▶ _CONSEGNA SCRITTA 1_
Nei record, sostituisci "Locations" con "Regions" e riscrivi le righe dalla riga con "Worksheet item 7: Locate every instance of the waterfall" alla riga con "[163,2,730,642]", senza cambiare nient'altro.

▶ _ESTRATTO DELLA FONTE_
Questa impostazione, ancora valida sul piano propriamente internazionale, merita di essere riconsiderata in ambito europeo, in cui il principio del ne bis in idem trova importanti e ripetute affermazioni che, anche tenuto conto delle pronunce delle Corti europee, lo qualificano piuttosto come un principio generale.
Innanzitutto, il principio trova in Europa un'applicazione pressochè generale ed è assurto al rango di diritto fondamentale del cittadino con il Protocollo aggiuntivo n. 7 alla Convenzione europea dei diritti dell'uomo, firmato il 22 novembre 1984, che all'art. 4 enuncia il diritto a non essere giudicato o punito due volte ("nessuno potrà essere perseguito o condannato penalmente dalla giurisdizione dello stesso Stato per un'infrazione per cui è già stato scagionato o condannato a seguito di una sentenza definitiva conforme alla legge ed alla procedura penale di tale Stato").
Un primo importante riconoscimento del valore europeo del giudicato penale è costituito dalla Convenzione europea sulla validità internazionale dei giudizi repressivi, aperta alla firma a L'Aia il 28 maggio 1970, nonchè dalla Convenzione europea sulla trasmissione europea dei giudizi repressivi, aperta alla firma a Strasburgo il 15 maggio 1972, e dalla Convenzione di Bruxelles del 25 maggio 1987, sull'applicazione del principio del ne bis in idem in ambito europeo, in cui il principio viene considerato come "effetto internazionale del giudicato reso in ciascuno degli Stati membri", una formulazione che sarà ripresa nella Convenzione di Schengen. Con specifico riferimento all'Europa, altri strumenti hanno fatto espresso riferimento al principio del ne bis in idem, tra cui, a titolo esemplificativo, la Convenzione del 26 luglio 1995 sugli interessi finanziari delle Comunità europee (art. 7) e la Convenzione sulla lotta contro la corruzione nella quale sono coinvolti funzionari delle Comunità europee (art. 10).

[Record tratti da un dataset]
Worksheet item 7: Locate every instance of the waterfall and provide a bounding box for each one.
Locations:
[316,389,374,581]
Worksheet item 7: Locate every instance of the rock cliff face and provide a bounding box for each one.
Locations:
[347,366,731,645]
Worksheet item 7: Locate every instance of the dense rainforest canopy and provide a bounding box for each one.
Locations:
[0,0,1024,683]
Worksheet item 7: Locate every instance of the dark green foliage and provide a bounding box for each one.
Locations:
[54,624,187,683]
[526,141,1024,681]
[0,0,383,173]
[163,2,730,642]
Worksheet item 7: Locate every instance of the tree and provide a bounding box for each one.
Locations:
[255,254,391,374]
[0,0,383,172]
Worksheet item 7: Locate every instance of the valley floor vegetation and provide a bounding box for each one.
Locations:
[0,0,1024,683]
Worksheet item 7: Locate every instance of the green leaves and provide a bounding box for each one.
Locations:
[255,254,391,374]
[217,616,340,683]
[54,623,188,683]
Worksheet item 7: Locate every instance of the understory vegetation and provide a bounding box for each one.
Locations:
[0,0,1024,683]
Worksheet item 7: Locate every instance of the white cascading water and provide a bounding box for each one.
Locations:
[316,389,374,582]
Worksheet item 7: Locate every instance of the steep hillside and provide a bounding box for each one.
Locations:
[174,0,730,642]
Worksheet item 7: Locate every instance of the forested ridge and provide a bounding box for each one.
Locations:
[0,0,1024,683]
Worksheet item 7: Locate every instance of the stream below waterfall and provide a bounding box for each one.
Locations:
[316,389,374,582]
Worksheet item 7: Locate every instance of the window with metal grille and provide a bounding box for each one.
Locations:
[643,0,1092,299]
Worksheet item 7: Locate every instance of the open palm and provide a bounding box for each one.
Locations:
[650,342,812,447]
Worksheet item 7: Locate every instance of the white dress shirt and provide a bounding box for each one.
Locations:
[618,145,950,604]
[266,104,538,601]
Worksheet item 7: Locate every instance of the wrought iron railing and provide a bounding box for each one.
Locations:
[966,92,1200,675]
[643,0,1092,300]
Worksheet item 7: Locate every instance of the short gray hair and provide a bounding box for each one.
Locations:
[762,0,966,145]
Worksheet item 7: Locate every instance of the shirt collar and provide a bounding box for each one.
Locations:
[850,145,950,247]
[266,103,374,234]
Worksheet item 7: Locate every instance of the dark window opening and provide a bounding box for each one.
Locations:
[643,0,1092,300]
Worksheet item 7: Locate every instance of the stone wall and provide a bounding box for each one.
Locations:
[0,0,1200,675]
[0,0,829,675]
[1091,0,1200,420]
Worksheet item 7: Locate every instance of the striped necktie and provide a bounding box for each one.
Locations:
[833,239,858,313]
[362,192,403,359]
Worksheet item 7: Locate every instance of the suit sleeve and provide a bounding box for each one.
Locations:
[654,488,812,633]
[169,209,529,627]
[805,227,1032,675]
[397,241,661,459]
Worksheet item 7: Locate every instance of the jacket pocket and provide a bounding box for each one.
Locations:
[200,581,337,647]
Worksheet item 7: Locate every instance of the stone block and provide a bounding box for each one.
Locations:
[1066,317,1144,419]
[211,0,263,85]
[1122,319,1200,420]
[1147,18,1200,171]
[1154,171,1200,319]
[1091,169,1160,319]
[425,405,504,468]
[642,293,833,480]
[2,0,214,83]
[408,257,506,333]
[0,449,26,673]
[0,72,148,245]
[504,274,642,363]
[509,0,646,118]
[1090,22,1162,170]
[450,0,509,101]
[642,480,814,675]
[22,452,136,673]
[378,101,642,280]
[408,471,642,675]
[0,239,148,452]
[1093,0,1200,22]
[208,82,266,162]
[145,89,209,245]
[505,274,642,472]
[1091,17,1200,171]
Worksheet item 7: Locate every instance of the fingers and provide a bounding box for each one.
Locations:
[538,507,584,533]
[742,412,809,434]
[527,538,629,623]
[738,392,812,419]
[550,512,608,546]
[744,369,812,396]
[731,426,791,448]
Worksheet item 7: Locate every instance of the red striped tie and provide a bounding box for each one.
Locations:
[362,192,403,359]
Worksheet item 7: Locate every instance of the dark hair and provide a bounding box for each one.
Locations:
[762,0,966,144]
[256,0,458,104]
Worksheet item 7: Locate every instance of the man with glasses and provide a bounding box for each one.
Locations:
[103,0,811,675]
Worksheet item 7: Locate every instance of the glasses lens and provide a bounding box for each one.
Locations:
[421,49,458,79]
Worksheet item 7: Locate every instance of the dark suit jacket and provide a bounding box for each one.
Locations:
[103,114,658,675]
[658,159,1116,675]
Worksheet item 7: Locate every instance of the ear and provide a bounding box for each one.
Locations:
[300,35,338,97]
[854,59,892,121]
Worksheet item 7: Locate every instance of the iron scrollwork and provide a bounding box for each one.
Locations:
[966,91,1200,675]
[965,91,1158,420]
==
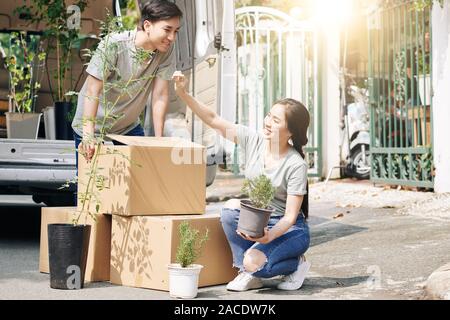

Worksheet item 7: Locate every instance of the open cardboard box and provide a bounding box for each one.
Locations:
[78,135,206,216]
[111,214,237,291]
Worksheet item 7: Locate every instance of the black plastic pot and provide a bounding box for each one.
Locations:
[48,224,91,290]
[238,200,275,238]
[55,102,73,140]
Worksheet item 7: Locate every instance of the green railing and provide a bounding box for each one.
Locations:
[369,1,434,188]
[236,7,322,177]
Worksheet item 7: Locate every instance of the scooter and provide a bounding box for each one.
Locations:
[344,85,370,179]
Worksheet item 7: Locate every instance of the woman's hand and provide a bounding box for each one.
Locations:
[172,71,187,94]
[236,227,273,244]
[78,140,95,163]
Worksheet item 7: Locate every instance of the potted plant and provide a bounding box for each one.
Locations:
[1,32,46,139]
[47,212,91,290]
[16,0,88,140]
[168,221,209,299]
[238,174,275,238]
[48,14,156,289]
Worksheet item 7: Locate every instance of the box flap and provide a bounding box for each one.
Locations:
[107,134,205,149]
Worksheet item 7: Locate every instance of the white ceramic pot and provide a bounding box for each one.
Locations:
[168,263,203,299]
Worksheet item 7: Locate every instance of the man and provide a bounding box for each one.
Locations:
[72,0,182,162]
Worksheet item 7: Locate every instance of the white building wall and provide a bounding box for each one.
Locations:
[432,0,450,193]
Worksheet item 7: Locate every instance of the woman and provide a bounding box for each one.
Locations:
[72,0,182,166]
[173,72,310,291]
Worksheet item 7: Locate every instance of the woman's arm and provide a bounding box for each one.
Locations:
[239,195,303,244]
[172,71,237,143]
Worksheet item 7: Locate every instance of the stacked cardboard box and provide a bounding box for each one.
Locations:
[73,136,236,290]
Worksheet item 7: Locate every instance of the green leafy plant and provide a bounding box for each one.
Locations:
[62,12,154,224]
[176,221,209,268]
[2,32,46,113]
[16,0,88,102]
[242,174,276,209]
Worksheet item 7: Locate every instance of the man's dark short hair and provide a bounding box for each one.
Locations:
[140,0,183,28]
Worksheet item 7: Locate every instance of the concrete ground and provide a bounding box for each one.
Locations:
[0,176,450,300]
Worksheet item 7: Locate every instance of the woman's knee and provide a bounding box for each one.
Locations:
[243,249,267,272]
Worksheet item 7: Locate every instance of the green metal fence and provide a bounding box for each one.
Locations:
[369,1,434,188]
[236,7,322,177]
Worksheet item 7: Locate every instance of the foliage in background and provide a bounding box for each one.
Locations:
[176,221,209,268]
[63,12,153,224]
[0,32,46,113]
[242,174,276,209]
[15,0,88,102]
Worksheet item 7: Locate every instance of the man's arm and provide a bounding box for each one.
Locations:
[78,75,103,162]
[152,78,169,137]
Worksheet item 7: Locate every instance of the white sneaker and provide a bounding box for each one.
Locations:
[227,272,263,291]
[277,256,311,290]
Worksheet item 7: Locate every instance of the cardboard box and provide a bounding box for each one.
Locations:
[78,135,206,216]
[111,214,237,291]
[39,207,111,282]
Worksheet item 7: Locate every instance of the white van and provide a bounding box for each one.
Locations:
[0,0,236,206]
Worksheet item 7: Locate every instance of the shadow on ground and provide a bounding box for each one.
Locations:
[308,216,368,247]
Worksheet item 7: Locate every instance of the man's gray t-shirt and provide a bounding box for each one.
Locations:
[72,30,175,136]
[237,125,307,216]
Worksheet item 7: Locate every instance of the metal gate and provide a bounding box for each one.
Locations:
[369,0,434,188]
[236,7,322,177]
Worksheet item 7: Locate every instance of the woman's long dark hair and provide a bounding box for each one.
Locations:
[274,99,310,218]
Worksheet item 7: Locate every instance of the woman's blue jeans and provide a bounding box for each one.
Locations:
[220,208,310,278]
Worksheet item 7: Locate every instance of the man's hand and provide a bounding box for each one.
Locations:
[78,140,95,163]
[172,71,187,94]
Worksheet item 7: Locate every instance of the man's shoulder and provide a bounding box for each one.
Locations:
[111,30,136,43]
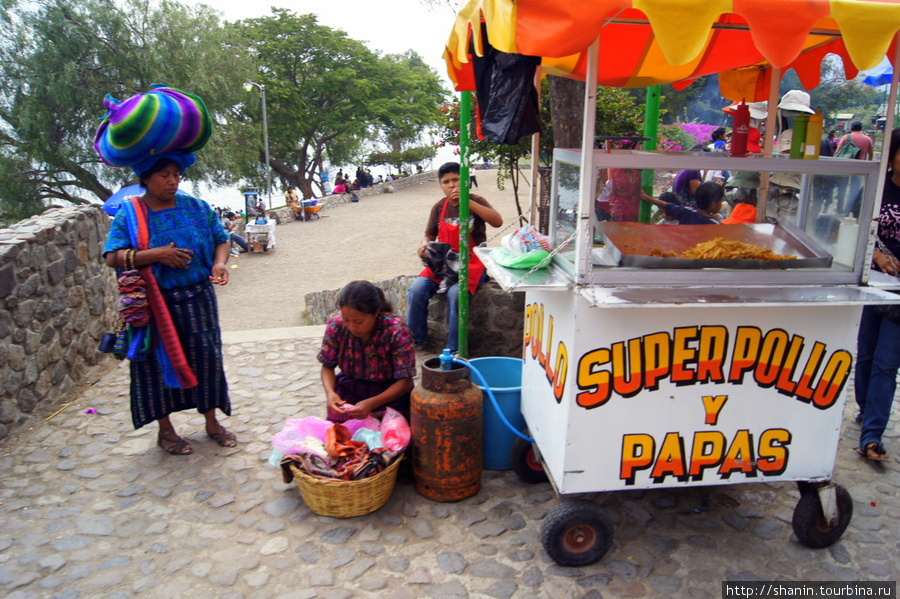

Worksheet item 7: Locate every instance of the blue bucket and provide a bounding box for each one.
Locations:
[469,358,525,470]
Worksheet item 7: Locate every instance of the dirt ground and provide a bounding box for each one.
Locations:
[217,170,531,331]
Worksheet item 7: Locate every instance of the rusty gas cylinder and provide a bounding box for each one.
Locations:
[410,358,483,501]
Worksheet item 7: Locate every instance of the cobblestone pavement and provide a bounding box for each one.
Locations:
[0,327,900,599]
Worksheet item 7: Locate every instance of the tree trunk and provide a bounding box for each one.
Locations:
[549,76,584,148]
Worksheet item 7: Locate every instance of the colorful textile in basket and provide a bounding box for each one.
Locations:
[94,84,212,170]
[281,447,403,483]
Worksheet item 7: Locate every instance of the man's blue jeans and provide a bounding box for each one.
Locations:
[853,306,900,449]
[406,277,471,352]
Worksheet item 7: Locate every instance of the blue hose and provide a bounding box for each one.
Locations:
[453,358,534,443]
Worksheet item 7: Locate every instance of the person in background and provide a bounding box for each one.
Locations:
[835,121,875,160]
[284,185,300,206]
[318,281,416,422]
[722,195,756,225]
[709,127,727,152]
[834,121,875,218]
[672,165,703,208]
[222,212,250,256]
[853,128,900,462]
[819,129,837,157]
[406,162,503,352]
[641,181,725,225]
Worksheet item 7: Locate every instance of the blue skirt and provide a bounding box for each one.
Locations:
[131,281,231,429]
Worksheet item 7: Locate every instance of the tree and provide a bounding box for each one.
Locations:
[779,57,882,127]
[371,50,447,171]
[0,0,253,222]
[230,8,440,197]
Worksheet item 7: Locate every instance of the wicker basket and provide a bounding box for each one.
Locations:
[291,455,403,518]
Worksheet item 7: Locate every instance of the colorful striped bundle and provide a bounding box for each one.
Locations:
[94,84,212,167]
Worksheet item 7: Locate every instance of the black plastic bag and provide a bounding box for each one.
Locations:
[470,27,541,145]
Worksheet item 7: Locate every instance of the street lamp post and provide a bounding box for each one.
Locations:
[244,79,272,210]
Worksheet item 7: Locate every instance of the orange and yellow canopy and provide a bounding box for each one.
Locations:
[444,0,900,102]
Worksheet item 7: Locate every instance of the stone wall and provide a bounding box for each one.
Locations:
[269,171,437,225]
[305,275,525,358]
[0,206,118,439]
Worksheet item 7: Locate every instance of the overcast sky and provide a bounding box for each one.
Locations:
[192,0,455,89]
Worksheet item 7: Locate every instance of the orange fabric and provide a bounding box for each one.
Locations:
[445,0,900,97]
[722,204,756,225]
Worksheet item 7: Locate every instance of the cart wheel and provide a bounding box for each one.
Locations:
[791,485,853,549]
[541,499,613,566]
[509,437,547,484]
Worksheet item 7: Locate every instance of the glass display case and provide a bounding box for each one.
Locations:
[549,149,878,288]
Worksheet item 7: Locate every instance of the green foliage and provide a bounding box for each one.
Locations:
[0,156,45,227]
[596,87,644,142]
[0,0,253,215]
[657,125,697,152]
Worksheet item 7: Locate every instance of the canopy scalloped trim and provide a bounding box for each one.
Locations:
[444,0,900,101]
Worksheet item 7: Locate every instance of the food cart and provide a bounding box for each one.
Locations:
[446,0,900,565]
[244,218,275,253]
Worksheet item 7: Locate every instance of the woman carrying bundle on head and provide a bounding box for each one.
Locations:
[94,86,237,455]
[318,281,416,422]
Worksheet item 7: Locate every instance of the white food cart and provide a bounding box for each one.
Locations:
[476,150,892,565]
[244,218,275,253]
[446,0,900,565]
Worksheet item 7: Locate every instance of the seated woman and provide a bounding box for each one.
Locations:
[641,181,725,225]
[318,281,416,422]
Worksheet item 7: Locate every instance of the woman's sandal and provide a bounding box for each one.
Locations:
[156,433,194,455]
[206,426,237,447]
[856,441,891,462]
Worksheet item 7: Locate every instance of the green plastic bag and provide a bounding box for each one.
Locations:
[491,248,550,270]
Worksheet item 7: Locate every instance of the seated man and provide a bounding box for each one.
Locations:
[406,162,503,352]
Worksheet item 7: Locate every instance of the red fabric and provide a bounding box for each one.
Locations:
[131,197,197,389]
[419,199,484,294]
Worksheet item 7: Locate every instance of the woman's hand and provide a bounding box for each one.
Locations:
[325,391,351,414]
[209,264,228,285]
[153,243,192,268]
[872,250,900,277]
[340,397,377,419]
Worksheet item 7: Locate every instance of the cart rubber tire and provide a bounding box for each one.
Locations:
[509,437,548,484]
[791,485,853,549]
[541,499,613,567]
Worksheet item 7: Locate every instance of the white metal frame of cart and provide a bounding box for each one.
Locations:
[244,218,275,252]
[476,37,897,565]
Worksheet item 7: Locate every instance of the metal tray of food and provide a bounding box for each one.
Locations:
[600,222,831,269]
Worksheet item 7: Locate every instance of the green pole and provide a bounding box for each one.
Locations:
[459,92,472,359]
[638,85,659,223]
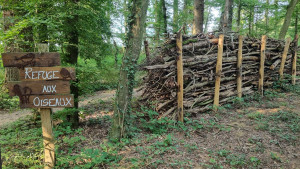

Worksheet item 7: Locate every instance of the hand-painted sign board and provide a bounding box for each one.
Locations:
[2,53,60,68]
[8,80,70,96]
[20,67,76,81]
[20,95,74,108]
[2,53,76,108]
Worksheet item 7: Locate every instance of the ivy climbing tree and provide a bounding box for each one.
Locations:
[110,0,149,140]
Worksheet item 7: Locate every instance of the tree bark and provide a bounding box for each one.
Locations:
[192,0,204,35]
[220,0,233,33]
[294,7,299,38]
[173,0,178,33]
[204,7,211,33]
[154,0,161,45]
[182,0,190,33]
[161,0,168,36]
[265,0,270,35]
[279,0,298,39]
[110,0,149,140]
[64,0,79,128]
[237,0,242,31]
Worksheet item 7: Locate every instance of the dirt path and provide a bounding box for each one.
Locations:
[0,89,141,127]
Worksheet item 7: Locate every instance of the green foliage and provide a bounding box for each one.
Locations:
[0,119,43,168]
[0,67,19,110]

▶ _CONSEGNA SCRITTA 2_
Prosegui il brano sul principio del ne bis in idem in ambito europeo a partire dalla sua ultima frase.

▶ _RISPOSTA 1_
Worksheet item 7: Locate every instance of the waterfall and provide a bounding box for each one.
Regions:
[316,389,374,581]
Worksheet item 7: Locate every instance of the rock cliff face and provide a bounding box for each one.
Regions:
[347,366,731,645]
Worksheet item 7: Locate every instance of the dense rainforest canopy and provide a bounding box for each one.
Regions:
[0,0,1024,683]
Worksheet item 7: Locate every instance of the dark green foliage and provide a bounding box for each one.
Regions:
[54,624,187,683]
[526,141,1024,681]
[0,0,383,173]
[163,2,730,642]

▶ _RISPOSTA 2_
Tuttavia è con la Convenzione del 19 giugno 1990 di applicazione dell'Accordo di Schengen che si consolida il riconoscimento dell'effetto del ne bis in idem su di un livello superiore a quello nazionale, sul presupposto di una comune e reciproca fiducia tra gli Stati europei, soprattutto dopo che la Convenzione è entrata a far parte dell'acquis comunitario, con il protocollo sottoscritto ad Amsterdam il 2 ottobre 1997. Infatti, l'art. 54 della Convenzione, recepita con L. 30 settembre 1993, n. 388 , stabilisce che "una persona che sia stata giudicata con sentenza definitiva in una parte contraente non può essere sottoposta ad un procedimento penale per i medesimi fatti in un'altra parte contraente, a condizione che, in caso di condanna, la pena sia stata eseguita o sia effettivamente in corso di esecuzione attualmente o, secondo la legge della parte contraente di condanna, non possa più essere eseguita".
In questo modo si attribuisce al giudicato nazionale un'efficacia preclusiva in ordine all'esercizio dell'azione penale per lo stesso fatto in qualunque altro Stato membro, sebbene l'operatività del principio viene limitata dalla previsione contenuta nell'art. 55, in cui si riconosce alle parti contraenti la facoltà di escludere dall'applicazione convenzionale le decisioni relative a fatti commessi, anche in parte, sul territorio nazionale ovvero a reati contro la sicurezza o contro interessi essenziali della Parte contraente o ancora commessi da pubblici ufficiali in violazione dei doveri di ufficio.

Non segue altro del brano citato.